▶ _과제 안내_: 아래 목록에서 "grandstand"라는 단어가 들어 있는 줄이 몇 개인지 세어 숫자만 적으세요. 대문자와 소문자는 서로 다른 글자로 봅니다.

▶ _제공된 자료_:
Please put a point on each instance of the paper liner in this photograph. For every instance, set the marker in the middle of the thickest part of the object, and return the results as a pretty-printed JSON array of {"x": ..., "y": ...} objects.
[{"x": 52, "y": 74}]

--

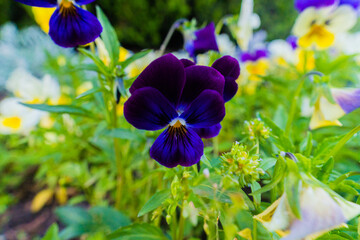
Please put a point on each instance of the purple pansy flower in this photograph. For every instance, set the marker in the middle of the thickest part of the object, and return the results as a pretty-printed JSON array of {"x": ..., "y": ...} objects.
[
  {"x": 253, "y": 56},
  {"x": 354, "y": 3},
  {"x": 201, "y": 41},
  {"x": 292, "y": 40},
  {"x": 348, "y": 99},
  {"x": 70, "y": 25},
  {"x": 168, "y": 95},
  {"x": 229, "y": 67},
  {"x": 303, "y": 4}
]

...

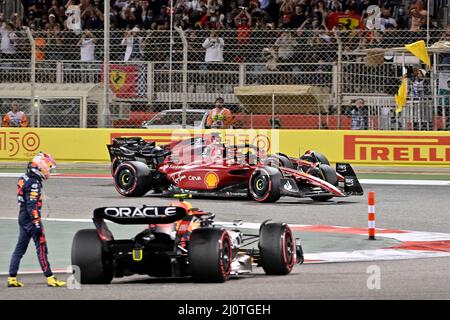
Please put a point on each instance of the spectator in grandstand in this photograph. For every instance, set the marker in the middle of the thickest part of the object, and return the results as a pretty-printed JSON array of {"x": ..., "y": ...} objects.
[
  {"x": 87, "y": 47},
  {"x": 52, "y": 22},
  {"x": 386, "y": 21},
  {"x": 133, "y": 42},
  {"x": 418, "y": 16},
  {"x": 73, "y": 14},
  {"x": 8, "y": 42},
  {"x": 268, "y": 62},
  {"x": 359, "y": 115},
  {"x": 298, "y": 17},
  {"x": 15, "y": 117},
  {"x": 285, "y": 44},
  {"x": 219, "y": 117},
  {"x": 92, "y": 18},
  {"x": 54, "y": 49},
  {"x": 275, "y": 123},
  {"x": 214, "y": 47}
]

▶ _완성된 과제_: 1